SHORT TASK → Please continue the passage below about sexual orientation and the trial testimony, picking up after its last sentence.

The plaintiffs lawyers, for reasons I don't understand, haven't yet gone for the jugular on these points. Why not freely admit that sexual orientation changes over time, and is devilishly difficult to define in unambiguos terms? That doesn't seem to have much to do with whether a "class" of people should be protected from discrimination. Then come right back at 'em. Instead, the plantiff's witnesses have mentioned, from time to time, that ethnicity and race aren't easy to define either, and what "class" one "belongs" in can change over time. True, but the analogies between religious affiliation and sexual orientation seem more apt to me, and have the added advantage of putting it right back on their plate.

why get hung up on choice?
Another issue that Nielson fought over with Dr. Herek was the degree to which people's changing sexual orientation is under conscious control. Knowing what I know now, I would choose to be gay. But back in high school, when I was struggling to figure it out, I would have done anything to "choose" heterosexuality. It would have been easy. It would have made my parents happy. Heck, I even tried to be heterosexual - on my second "date" the girl laughed out loud when I said I thought it was a date, saying "But Bill, you're gay!" Sigh, I miss Rachelanna.

DATA SEGMENT →
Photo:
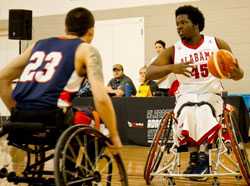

TASK ANSWER →
But back to the issue at hand, I think it's perhaps too easy to say that Evangelicals often believe homosexuality is a choice (conscious or otherwise) because their understanding of the Bible is that it is a sin, and that much like stealing, one may choose to "do" or not "do" no matter how strong the urge.

But I wonder if there isn't another reason that's just as strong. By enacting and re-enacting, and re-enacting, and
re-enacting stories about "coming to the Lord", Evangelicals narrate to themselves and each other a story of conscious choice about a fundamental aspect of their being. I've listened to enough religious right radio to know that spontaneous conversion isn't nearly as common as stories of spontaneous conversion, which are ubiquitous.
Perhaps the belief that homosexuality is chosen reflects these continuously repeated narratives about choosing to be saved. Perhaps insisting that homosexuality is chosen despite all available evidence is really another means to re-inforce their own narrative of choice in matters religious.

In the past, I've pondered the fact that gay men tend to reinforce innate-ness and lack of choice in their coming-out stories. Mirroring the process above, when we tell and re-tell our stories to one another, these characteristics of innate, unchosen immutability become more and more central to our sense of self and identity. I think that's a lot of how I became gay, anyway.
I was Bill, then I became gay Bill. I didn't become gay out of being straight, I became gay out of unformed nothing-ness because it was the social construct available to me that best fit who I was, innately. In another setting, I might well have become celibate, or str8, or something like it, depending on what was available to me in the way of social role narratives.
Now that my gay identity is fully formed, I no longer need to tell coming-out stories to reinforce my sense of who I am, and rarely do. Part of that is that everyone who
needs to know already knows, but mostly it's because I don't need to tell that story any more to know who I am.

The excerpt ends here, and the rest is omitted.